- [Short exercise]: Write the next part of the OpenSCAD commit diff, starting right after its last line.

- [Document section]:

-=-=-=-=-

Clifford Wolf:

Added polygon() statement
	Added min/max functions



git-svn-id: http://svn.clifford.at/openscad/trunk@222 b57f626f-c46c-0410-a088-ec61d464b74c

dxfdata.cc

@@ -31,6 +31,10 @@ struct Line {
 	Line() { p[0] = NULL; p[1] = NULL; disabled = false; }
 };
 
+DxfData::DxfData()
+{
+}
+
 DxfData::DxfData(double fn, double fs, double fa, QString filename, QString layername, double xorigin, double yorigin, double scale)
 {
 	handle_dep(filename);

examples/example017.scad

@@ -0,0 +1,121 @@
+
+thickness = 6;
+locklen1 = 15;
+locklen2 = 10;
+boltlen = 15;
+midhole = 10;
+inner1_to_inner2 = 50;
+total_height = 80;
+
+module shape_tripod()
+{
+	x1 = 0;
+	x2 = x1 + thickness;
+	x3 = x2 + locklen1;
+	x4 = x3 + thickness;
+	x5 = x4 + inner1_to_inner2;
+	x6 = x5 - thickness;
+	x7 = x6 - locklen2;
+	x8 = x7 - thickness;
+	x9 = x8 - thickness;
+	x10 = x9 - thickness;
+	
+	y1 = 0;
+	y2 = y1 + thickness;
+	y3 = y2 + thickness;
+	y4 = y3 + thickness;
+	y5 = y3 + total_height - 4*thickness;
+	y6 = y5 + thickness;
+	
+	union()

-=-=-=-=-

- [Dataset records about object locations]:

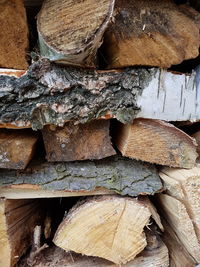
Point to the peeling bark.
(49, 94)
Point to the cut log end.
(78, 142)
(156, 142)
(148, 34)
(13, 35)
(64, 38)
(115, 222)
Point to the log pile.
(99, 133)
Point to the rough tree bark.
(49, 94)
(124, 176)
(13, 35)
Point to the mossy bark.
(124, 176)
(49, 94)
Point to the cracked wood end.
(13, 35)
(155, 254)
(78, 142)
(184, 186)
(148, 34)
(110, 227)
(156, 142)
(176, 214)
(64, 38)
(18, 219)
(17, 148)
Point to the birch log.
(49, 94)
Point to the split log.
(156, 142)
(13, 35)
(177, 216)
(197, 138)
(109, 227)
(148, 34)
(184, 185)
(179, 256)
(155, 254)
(49, 94)
(71, 31)
(78, 142)
(124, 176)
(17, 221)
(17, 148)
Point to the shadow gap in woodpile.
(99, 133)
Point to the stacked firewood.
(99, 133)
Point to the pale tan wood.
(13, 35)
(71, 31)
(179, 256)
(16, 148)
(110, 227)
(197, 138)
(184, 185)
(17, 221)
(78, 142)
(157, 142)
(12, 72)
(145, 33)
(152, 255)
(176, 215)
(28, 191)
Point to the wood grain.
(145, 33)
(13, 35)
(78, 142)
(156, 142)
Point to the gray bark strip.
(124, 176)
(50, 94)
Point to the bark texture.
(124, 176)
(49, 94)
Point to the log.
(148, 34)
(152, 255)
(17, 221)
(156, 142)
(17, 148)
(13, 35)
(124, 176)
(196, 135)
(64, 38)
(78, 142)
(49, 94)
(177, 216)
(184, 185)
(110, 227)
(179, 256)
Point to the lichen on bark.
(51, 94)
(122, 175)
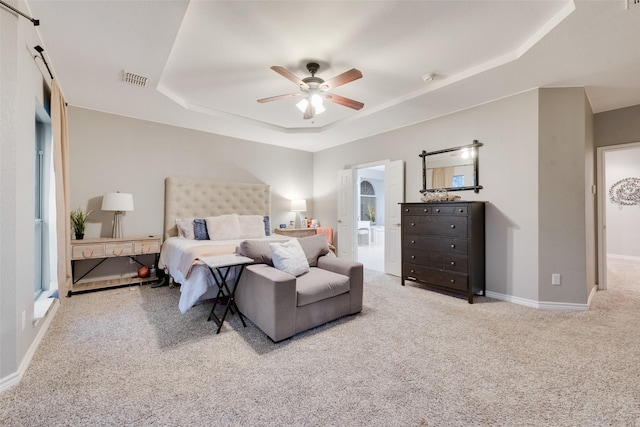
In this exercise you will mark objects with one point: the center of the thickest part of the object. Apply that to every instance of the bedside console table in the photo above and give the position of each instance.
(103, 248)
(296, 232)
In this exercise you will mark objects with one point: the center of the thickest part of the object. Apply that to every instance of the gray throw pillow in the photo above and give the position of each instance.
(258, 250)
(314, 247)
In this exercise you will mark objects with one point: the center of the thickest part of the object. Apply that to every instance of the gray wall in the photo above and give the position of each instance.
(565, 201)
(508, 171)
(114, 153)
(614, 127)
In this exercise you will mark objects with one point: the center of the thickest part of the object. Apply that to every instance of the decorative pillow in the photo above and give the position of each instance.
(267, 225)
(252, 226)
(200, 229)
(224, 227)
(258, 250)
(289, 257)
(185, 228)
(314, 247)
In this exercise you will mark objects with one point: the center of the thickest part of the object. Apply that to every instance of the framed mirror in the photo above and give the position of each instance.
(451, 169)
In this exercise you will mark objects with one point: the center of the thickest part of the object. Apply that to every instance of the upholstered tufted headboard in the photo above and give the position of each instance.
(199, 198)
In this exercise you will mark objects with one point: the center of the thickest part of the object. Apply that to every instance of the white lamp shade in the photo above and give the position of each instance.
(117, 202)
(299, 205)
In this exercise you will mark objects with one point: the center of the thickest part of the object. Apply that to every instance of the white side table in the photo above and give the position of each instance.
(220, 265)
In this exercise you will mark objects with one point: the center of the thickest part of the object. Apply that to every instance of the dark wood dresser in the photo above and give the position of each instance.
(443, 246)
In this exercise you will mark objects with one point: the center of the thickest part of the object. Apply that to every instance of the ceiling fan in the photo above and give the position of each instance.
(315, 90)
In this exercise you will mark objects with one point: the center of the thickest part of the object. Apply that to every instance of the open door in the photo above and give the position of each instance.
(394, 194)
(345, 215)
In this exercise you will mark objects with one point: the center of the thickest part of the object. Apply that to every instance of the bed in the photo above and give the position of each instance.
(188, 198)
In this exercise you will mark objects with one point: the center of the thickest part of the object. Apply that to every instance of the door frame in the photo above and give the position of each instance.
(602, 211)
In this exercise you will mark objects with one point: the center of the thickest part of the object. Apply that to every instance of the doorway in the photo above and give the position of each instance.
(355, 219)
(618, 211)
(370, 196)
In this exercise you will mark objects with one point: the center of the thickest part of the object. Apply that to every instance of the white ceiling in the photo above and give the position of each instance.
(209, 61)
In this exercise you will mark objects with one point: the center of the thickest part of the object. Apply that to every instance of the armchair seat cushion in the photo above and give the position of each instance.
(318, 285)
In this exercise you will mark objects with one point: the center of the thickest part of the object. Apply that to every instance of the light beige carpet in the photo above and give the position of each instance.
(412, 357)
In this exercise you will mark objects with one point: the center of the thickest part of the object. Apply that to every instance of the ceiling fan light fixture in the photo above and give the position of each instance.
(316, 101)
(428, 77)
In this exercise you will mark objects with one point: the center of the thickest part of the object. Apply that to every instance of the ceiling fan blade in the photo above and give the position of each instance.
(339, 80)
(278, 97)
(288, 75)
(309, 112)
(347, 102)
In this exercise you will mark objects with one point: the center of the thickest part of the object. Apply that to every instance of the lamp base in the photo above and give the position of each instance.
(117, 231)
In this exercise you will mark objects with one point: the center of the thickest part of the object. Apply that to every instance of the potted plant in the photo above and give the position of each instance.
(79, 221)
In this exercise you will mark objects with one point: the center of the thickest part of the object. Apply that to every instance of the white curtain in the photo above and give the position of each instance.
(61, 170)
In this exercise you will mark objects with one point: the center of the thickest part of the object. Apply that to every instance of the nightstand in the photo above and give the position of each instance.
(103, 248)
(296, 232)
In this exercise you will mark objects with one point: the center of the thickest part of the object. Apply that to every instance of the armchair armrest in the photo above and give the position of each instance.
(353, 270)
(267, 296)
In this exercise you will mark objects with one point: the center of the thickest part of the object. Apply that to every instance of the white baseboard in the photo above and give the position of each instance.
(15, 377)
(625, 257)
(537, 304)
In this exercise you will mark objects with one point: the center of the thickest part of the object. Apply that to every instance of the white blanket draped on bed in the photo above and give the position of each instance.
(195, 279)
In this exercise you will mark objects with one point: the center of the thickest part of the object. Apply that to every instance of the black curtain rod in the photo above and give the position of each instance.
(40, 50)
(36, 22)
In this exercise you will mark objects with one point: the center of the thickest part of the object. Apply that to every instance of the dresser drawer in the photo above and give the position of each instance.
(89, 251)
(455, 281)
(428, 209)
(118, 249)
(446, 225)
(437, 244)
(150, 247)
(439, 260)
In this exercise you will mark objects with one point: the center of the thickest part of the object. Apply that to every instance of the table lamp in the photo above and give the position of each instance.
(298, 206)
(118, 202)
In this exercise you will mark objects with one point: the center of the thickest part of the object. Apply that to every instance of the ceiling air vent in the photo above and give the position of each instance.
(136, 79)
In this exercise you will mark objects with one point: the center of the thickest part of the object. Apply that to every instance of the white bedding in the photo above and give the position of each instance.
(199, 285)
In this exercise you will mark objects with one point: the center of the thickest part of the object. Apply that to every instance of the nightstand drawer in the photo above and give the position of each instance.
(150, 247)
(118, 249)
(87, 251)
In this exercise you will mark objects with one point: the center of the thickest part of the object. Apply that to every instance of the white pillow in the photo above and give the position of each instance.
(185, 228)
(289, 257)
(224, 227)
(252, 226)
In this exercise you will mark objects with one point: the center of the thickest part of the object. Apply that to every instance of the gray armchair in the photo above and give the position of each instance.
(282, 305)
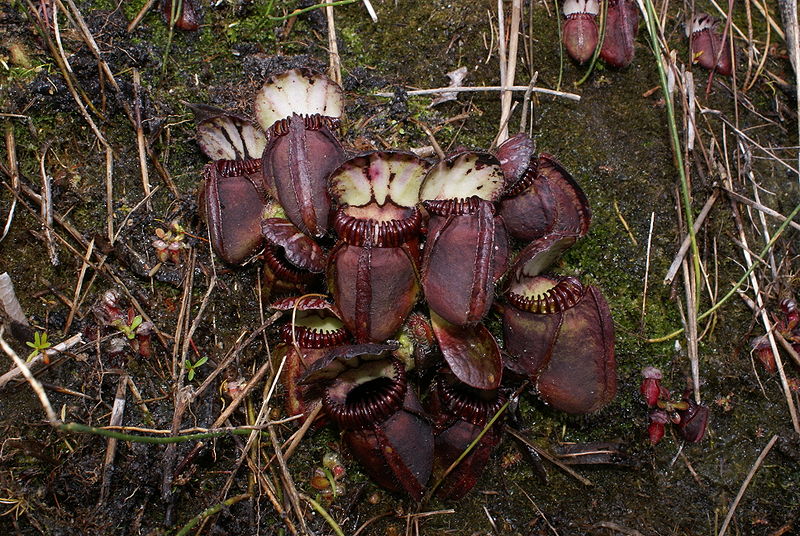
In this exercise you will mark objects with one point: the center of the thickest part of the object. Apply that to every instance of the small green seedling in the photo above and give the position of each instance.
(191, 367)
(39, 345)
(129, 330)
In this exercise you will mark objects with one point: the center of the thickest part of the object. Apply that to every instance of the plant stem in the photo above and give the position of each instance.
(311, 8)
(209, 512)
(653, 31)
(741, 281)
(324, 513)
(84, 429)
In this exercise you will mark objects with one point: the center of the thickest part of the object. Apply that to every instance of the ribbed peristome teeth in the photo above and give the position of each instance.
(700, 22)
(228, 137)
(299, 91)
(572, 7)
(462, 176)
(545, 294)
(379, 177)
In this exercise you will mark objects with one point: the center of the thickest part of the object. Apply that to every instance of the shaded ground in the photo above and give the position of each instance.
(615, 141)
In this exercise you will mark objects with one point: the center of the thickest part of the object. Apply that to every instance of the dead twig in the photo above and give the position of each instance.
(117, 413)
(35, 385)
(546, 455)
(13, 171)
(746, 483)
(676, 263)
(78, 287)
(335, 67)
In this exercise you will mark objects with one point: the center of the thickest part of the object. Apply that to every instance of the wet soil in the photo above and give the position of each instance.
(614, 141)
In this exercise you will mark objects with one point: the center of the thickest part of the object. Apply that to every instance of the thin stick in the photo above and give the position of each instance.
(62, 64)
(117, 413)
(139, 16)
(370, 10)
(627, 227)
(567, 469)
(301, 432)
(676, 262)
(691, 323)
(47, 208)
(335, 68)
(13, 169)
(758, 206)
(132, 211)
(35, 385)
(50, 352)
(478, 89)
(8, 300)
(763, 312)
(647, 267)
(109, 193)
(324, 513)
(789, 17)
(502, 57)
(511, 69)
(210, 511)
(746, 483)
(78, 286)
(140, 143)
(526, 102)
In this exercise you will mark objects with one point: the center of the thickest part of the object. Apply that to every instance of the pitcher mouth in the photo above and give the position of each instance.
(364, 397)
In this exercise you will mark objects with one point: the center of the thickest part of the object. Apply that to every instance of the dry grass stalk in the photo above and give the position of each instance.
(78, 286)
(746, 483)
(480, 89)
(47, 208)
(335, 68)
(139, 16)
(701, 217)
(511, 68)
(763, 312)
(13, 172)
(758, 206)
(689, 282)
(647, 269)
(117, 413)
(140, 143)
(34, 383)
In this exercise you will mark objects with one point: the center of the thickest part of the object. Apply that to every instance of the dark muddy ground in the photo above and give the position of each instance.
(616, 143)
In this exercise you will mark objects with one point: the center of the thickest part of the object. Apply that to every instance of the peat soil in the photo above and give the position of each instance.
(616, 143)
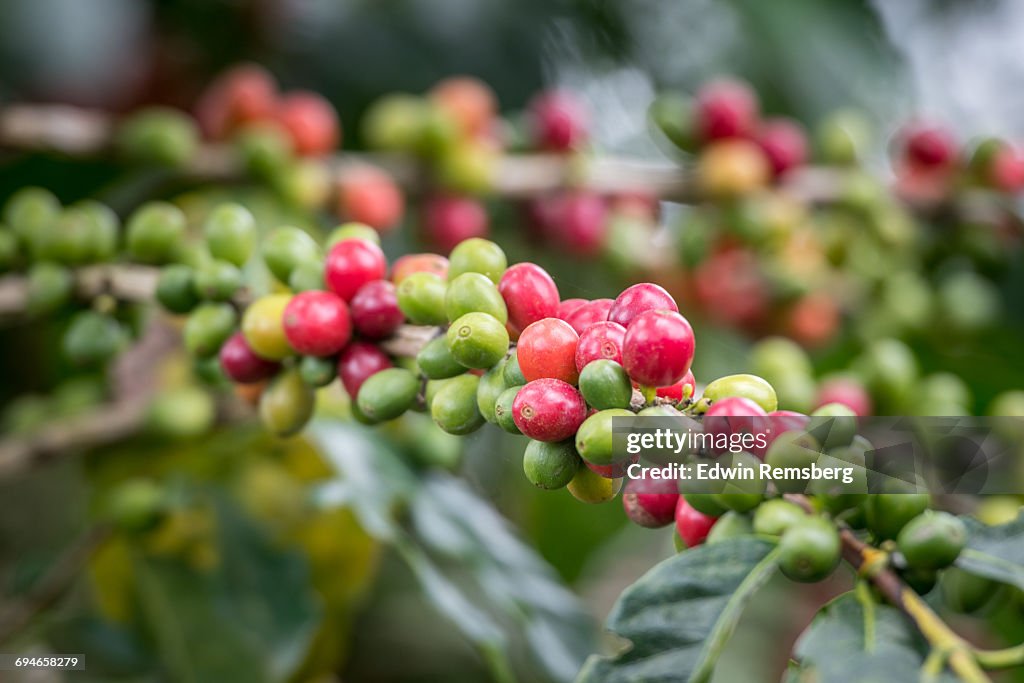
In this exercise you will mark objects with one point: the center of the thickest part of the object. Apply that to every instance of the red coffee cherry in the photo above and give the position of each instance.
(928, 146)
(410, 263)
(589, 313)
(567, 306)
(691, 525)
(784, 143)
(310, 122)
(685, 387)
(650, 503)
(848, 391)
(352, 263)
(357, 361)
(725, 109)
(637, 299)
(547, 348)
(601, 340)
(242, 365)
(558, 121)
(244, 94)
(449, 219)
(368, 195)
(580, 222)
(549, 410)
(529, 295)
(316, 323)
(657, 348)
(375, 309)
(469, 101)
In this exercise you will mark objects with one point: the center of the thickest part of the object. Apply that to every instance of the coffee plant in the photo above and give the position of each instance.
(787, 240)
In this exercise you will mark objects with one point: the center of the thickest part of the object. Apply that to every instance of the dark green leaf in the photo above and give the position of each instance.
(995, 552)
(680, 613)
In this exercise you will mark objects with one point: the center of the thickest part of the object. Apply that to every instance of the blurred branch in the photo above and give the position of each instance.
(78, 131)
(18, 613)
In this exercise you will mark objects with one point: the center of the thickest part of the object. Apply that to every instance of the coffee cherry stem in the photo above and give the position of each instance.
(946, 646)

-=-=-=-=-

- [Output below]:
+	{
+		difference() {
+			polygon([
+				[ x1, y2 ], [ x2, y2 ],
+				[ x2, y1 ], [ x3, y1 ], [ x3, y2 ],
+				[ x4, y2 ], [ x4, y1 ], [ x5, y1 ],
+				[ x5 + thickness, y3 ], [ x5, y4 ],
+				[ x5, y5 ],
+				[ x6, y5 ], [ x6, y6 ], [ x7, y6 ], [ x7, y5 ], [ x8, y5 ],
+				[ x8, y6 ], [ x9, y5 ],
+				[ x9, y4 ], [ x10, y3 ],
+				[ x2, y3 ]
+			]);
+			translate([ x10, y4 ]) circle(thickness);
+			translate([ x5 + thickness, y4 ]) circle(thickness);
+		}
+	
+		translate([ x5, y1 ])
+		square([ boltlen - thickness, thickness*2 ]);
+	
+		translate([ x5 + boltlen - thickness, y2 ]) circle(thickness);
+	
+		translate([ x2, y2 ]) intersection() {
+			circle(thickness);
+			translate([ -thickness*2, 0 ]) square(thickness*2);
+		}
+	
+		translate([ x8, y5 ]) intersection() {
+			circle(thickness);
+			translate([ -thickness*2, 0 ]) square(thickness*2);
+		}
+	}
+}
+
+module shape_inner_disc()
+{
+	difference() {
+		circle(midhole + boltlen + 2*thickness + locklen2);
+		for (alpha = [ 0, 120, 240 ])
+			rotate(alpha) translate([ 0, midhole + boltlen + thickness + locklen2/2 ]) square([ thickness, locklen2 ], true);
+		circle(midhole + boltlen);
+	}
+}
+
+module shape_outer_disc()
+{
+	difference() {
+		circle(midhole + boltlen + inner1_to_inner2 + 2*thickness + locklen1);
+		for (alpha = [ 0, 120, 240 ])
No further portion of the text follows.